/---

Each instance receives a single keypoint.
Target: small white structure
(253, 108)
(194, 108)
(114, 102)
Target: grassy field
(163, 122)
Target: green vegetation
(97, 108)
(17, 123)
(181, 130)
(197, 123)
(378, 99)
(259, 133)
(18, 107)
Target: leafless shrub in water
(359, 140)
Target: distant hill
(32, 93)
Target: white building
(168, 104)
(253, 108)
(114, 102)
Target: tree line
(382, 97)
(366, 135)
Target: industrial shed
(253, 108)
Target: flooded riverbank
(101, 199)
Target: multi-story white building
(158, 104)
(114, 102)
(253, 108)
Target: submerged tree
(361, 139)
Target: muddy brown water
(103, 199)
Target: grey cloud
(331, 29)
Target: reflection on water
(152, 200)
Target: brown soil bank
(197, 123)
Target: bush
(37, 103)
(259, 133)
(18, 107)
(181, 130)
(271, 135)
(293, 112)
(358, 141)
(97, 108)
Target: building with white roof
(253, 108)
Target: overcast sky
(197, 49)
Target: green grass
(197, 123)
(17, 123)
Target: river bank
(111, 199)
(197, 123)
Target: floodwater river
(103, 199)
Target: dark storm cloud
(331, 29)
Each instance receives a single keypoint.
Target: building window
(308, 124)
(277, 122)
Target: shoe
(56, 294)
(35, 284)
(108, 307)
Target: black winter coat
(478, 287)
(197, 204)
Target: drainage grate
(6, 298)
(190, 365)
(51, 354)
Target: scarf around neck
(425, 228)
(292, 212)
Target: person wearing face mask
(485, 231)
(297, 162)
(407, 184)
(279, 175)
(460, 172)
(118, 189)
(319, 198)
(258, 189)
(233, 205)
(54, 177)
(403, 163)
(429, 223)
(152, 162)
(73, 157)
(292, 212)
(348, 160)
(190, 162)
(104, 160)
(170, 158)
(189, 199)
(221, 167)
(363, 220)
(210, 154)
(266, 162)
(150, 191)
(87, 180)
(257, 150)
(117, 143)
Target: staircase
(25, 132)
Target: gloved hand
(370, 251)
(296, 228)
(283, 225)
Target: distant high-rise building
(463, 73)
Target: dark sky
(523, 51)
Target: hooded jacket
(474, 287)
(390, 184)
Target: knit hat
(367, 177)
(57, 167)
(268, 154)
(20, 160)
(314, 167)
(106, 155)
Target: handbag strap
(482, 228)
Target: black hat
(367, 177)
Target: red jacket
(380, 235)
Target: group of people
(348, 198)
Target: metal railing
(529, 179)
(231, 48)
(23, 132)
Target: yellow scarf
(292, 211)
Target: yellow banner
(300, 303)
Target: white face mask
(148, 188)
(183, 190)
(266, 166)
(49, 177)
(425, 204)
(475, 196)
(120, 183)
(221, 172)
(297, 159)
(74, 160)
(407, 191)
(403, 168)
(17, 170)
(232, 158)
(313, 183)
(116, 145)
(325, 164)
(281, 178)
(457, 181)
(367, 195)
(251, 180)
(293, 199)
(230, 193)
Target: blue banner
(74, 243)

\---

# [YOUR ASSIGNMENT]
Would you print all of the material above exactly as written?

# [EXERCISE RESPONSE]
Each instance receives a single keypoint.
Target: small white structure
(253, 108)
(194, 108)
(114, 102)
Target: grassy field
(163, 122)
Target: green vegetation
(97, 108)
(17, 123)
(181, 130)
(197, 123)
(378, 99)
(259, 133)
(18, 107)
Target: leafless shrub in water
(359, 140)
Target: distant hill
(32, 93)
Target: white building
(168, 104)
(253, 108)
(114, 102)
Target: tree line
(382, 97)
(366, 135)
Target: industrial shed
(253, 108)
Target: flooded riverbank
(101, 199)
Target: multi-story white building
(158, 104)
(114, 102)
(253, 108)
Target: submerged tree
(361, 139)
Target: muddy brown water
(103, 199)
Target: grey cloud
(331, 29)
Target: reflection on water
(152, 200)
Target: brown soil bank
(197, 123)
Target: bush
(37, 103)
(259, 133)
(18, 107)
(181, 130)
(271, 135)
(293, 112)
(358, 141)
(97, 108)
Target: building with white roof
(253, 108)
Target: overcast sky
(197, 49)
Target: green grass
(197, 123)
(17, 123)
Target: river bank
(111, 199)
(197, 123)
Target: floodwater river
(103, 199)
Target: dark storm cloud
(331, 29)
Each instance receives a single keypoint.
Target: building window
(308, 124)
(277, 122)
Target: shoe
(56, 294)
(35, 284)
(108, 307)
Target: black winter coat
(478, 287)
(197, 204)
Target: drainage grate
(6, 298)
(190, 365)
(51, 354)
Target: scarf around neck
(425, 228)
(292, 212)
Target: person wearing face mask
(485, 231)
(297, 162)
(407, 184)
(279, 175)
(460, 172)
(118, 189)
(319, 198)
(258, 189)
(233, 205)
(54, 177)
(403, 163)
(429, 223)
(152, 162)
(73, 157)
(292, 212)
(348, 160)
(190, 162)
(104, 160)
(170, 158)
(189, 199)
(221, 167)
(363, 220)
(210, 154)
(266, 162)
(150, 191)
(87, 180)
(257, 150)
(117, 143)
Target: staircase
(25, 132)
Target: gloved hand
(370, 251)
(296, 228)
(283, 225)
Target: distant high-rise building
(463, 73)
Target: dark sky
(523, 51)
Target: hooded jacket
(474, 287)
(390, 184)
Target: knit hat
(367, 177)
(57, 167)
(268, 154)
(20, 160)
(314, 167)
(106, 155)
Target: handbag strap
(482, 228)
Target: black hat
(367, 177)
Target: red jacket
(380, 235)
Target: group of people
(348, 198)
Target: metal railing
(529, 179)
(231, 48)
(23, 132)
Target: yellow scarf
(292, 211)
Target: yellow banner
(300, 303)
Target: white face mask
(148, 188)
(183, 190)
(266, 166)
(49, 177)
(425, 204)
(475, 196)
(120, 183)
(221, 172)
(297, 159)
(74, 160)
(407, 191)
(403, 168)
(17, 170)
(232, 158)
(313, 183)
(116, 145)
(325, 164)
(281, 178)
(457, 181)
(367, 195)
(251, 180)
(293, 199)
(230, 193)
Target: blue banner
(74, 243)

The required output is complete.